*PROBLEM REQUIREMENTS*:
Please rewrite the lines below with "thickest part" swapped for "widest part" everywhere it occurs, keeping everything else the same.
▽
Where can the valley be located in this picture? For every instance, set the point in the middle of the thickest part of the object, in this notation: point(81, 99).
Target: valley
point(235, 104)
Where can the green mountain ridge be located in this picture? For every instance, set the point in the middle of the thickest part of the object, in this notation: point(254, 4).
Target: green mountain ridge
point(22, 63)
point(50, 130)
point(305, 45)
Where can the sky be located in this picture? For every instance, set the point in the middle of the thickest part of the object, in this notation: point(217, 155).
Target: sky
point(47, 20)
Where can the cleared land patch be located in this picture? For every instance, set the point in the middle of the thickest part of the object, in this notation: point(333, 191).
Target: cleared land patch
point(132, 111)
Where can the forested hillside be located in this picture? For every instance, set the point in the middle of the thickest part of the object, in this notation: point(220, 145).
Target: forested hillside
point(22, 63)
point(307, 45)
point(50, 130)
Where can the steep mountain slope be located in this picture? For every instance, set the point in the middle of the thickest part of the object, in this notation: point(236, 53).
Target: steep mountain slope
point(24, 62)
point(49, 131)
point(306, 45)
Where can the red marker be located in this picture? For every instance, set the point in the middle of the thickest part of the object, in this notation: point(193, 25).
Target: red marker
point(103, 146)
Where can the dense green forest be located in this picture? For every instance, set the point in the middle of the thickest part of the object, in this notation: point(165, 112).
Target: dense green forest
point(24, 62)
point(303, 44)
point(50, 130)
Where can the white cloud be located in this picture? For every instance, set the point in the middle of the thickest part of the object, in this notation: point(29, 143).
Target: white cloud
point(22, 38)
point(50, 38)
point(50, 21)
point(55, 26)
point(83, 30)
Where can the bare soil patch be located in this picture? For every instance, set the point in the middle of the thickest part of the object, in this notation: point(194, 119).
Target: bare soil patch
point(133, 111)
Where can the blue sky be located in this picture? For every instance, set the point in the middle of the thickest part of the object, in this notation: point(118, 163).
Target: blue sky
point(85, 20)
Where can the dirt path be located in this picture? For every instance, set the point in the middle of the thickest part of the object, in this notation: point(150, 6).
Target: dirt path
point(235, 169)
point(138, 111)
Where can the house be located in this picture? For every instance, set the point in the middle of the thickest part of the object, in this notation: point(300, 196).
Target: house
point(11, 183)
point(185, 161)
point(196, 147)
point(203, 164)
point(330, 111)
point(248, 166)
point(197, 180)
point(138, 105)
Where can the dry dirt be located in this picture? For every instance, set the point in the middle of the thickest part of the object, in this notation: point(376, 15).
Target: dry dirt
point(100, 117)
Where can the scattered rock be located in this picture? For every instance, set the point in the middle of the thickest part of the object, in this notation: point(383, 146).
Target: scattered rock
△
*CORRECT OUTPUT*:
Where can the valley be located in this picture? For every instance, set the point in the middle of the widest part of the object, in this notation: point(81, 99).
Target: valley
point(235, 104)
Where can the green mountain ridge be located in this picture? For every instance, set the point in the middle of the widest part of the object, in this notation: point(254, 4).
Target: green mountain ridge
point(22, 63)
point(50, 130)
point(305, 45)
Where can the sky be located in this picture? For every instance, set the point in the middle of the widest part of the object, in this notation: point(217, 155).
Target: sky
point(47, 20)
Where can the cleared land patch be located in this picture? For every instance, set the point in the middle of the widest part of the object, in this notation: point(333, 191).
Target: cleared land patch
point(132, 111)
Where can the forested hillside be located in this picture? For every instance, set the point in the middle of the widest part of the object, in this notation: point(220, 145).
Target: forested hillside
point(22, 63)
point(307, 45)
point(50, 130)
Where can the steep mountain slope be located in this picture? For every instance, set the point in the middle of the widest part of the object, in this notation: point(236, 53).
Target: steep mountain slope
point(24, 62)
point(49, 131)
point(306, 45)
Where can the red marker be located in this picture? For every instance, set the point in the middle of the widest part of the object, in this notation: point(193, 25).
Target: red marker
point(103, 146)
Where can the dense green forest be located in this picture? For every instance, set the point in the middle of the widest part of the object, in this notation: point(165, 112).
Target: dense green forest
point(24, 62)
point(303, 44)
point(50, 130)
Where can the white cloud be located in this picture? For every instance, set the point in the middle of the widest part of the object, in this notation: point(29, 143).
Target: white cloud
point(22, 38)
point(50, 38)
point(50, 21)
point(55, 26)
point(83, 30)
Where can the bare soil patch be located in this picture? For every instance, set the point in the middle of the widest part of the object, in this notation: point(194, 119).
Target: bare soil patch
point(133, 111)
Where can the blue sky be located in this picture? For every instance, set the point in the middle of the widest part of the object, in this notation: point(118, 163).
Target: blue sky
point(85, 20)
Where can the dirt path be located in this picture? For every instance, set the point in the middle of the widest part of the object, in this notation: point(150, 6).
Target: dirt path
point(235, 169)
point(138, 111)
Where can the house be located in this picture? For every instance, set the point in the middle of the widest part of the object, in this notation: point(300, 196).
Target: house
point(11, 183)
point(185, 161)
point(196, 147)
point(203, 164)
point(330, 111)
point(248, 166)
point(197, 180)
point(138, 105)
Where can the dry dirt be located in this picture? For every instance, set the point in the middle of the widest part of the object, in this notation: point(376, 15).
Target: dry dirt
point(100, 117)
Where can the scattered rock be located in this picture? For every instance, set the point in the middle of the widest part of the object, in this notation: point(383, 146).
Target: scattered rock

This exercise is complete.